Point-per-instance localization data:
-=-=-

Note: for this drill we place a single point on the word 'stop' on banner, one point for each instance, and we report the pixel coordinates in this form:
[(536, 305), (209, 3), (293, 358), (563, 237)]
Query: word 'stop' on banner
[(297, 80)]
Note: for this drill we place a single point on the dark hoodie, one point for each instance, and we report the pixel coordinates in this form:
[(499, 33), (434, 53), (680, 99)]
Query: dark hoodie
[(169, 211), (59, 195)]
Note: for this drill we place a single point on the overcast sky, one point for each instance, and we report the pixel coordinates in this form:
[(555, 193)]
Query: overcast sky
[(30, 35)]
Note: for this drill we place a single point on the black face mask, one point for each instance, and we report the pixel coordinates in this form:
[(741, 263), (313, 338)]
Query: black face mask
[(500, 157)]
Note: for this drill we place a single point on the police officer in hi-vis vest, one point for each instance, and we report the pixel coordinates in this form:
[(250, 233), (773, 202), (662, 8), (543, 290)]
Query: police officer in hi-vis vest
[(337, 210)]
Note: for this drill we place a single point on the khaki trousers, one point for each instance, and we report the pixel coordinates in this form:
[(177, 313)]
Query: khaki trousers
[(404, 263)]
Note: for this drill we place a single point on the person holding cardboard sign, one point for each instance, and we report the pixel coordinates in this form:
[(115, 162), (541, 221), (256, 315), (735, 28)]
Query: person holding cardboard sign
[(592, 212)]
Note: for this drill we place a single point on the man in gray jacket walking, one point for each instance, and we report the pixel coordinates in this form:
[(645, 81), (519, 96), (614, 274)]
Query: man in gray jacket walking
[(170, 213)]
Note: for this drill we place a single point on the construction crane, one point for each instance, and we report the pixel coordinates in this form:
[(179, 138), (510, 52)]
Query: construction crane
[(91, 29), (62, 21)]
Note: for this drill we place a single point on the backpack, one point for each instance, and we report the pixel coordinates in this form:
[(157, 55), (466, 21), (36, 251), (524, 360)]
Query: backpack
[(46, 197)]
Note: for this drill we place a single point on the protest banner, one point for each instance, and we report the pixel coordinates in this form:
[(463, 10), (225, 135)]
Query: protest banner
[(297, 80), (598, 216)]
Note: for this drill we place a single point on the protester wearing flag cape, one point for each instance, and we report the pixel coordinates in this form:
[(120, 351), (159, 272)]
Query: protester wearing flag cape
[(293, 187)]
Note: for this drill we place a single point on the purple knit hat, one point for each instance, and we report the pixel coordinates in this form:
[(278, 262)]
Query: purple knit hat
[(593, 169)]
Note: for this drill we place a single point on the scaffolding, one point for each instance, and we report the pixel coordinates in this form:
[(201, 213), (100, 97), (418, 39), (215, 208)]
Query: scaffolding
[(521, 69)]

-=-=-

_TASK REQUIREMENTS_: Each entry shown above must be retyped word for word.

_ANSWER SPACE_:
Note: for this drill we place a single point on the word 'stop' on banner, one point for each instance, and we report the pixel coordinates in this form:
[(536, 305), (209, 3), (293, 358), (563, 237)]
Query: word 'stop' on banner
[(297, 80)]
Note: for this drill we place a single point on the dark hoodie, one point for each instance, and we report the pixel coordinates in this form:
[(499, 33), (434, 53), (680, 99)]
Query: dark hoodie
[(169, 211), (59, 195)]
Note: for this drill we place a single point on the overcast sky, one point for each instance, and we report the pixel coordinates in this form:
[(555, 193)]
Query: overcast sky
[(30, 35)]
Note: for this drill we place a single point on the black face mask, one point for each instance, and we report the pixel coordinates in this form:
[(741, 263), (313, 338)]
Query: black face mask
[(500, 157)]
Note: for this drill we place a single point on the police officer in hi-vis vest, one point for each instance, and we report the pixel coordinates in this form:
[(250, 233), (773, 202), (662, 8), (543, 290)]
Query: police officer in hi-vis vest
[(337, 210)]
Note: for this drill we place a single point on the khaki trousers, one point for each instance, and we report the pixel coordinates in this form:
[(177, 313)]
Query: khaki trousers
[(404, 263)]
Note: for this drill we place a single point on the person holding cardboard sign, one point for each instance, and we report the pixel coordinates in this form:
[(115, 162), (541, 221), (256, 315), (735, 28)]
Query: person holding cardboard sign
[(592, 212)]
Note: for this drill we place a single point on the man in gray jacket walking, one point for each instance, and we report the pixel coordinates in this form:
[(645, 81), (519, 96), (614, 274)]
Query: man in gray jacket walking
[(170, 213)]
Note: for this drill we place a single point on the construction crane, one point for each instance, and we report the pixel coordinates in this form:
[(179, 138), (510, 52)]
Query: construction crane
[(91, 29), (62, 21)]
Note: for this drill we place a single point on the backpack, one point for each instance, and we report the pixel coordinates in this form:
[(157, 55), (466, 21), (36, 251), (524, 360)]
Query: backpack
[(46, 197)]
Note: for this drill we place a single point on the protest banner, one point for each instance, and we report the pixel coordinates in this form:
[(463, 10), (225, 135)]
Query: protest banner
[(297, 80), (598, 216)]
Note: for this drill we place a single point on the protester wearing flag cape, one point for each instance, and we report the pixel coordinates in this form:
[(120, 351), (159, 272)]
Query: protester wearing flag cape
[(293, 187)]
Note: for this drill we place a single point on the purple knit hat, one point for each instance, and we report the pixel coordinates in this form:
[(278, 262)]
Query: purple knit hat
[(593, 169)]
Note: for this drill we place a single point on the scaffolding, one point for each instance, and we report the pixel coordinates in this form:
[(201, 213), (100, 97), (418, 39), (215, 208)]
Query: scaffolding
[(521, 69)]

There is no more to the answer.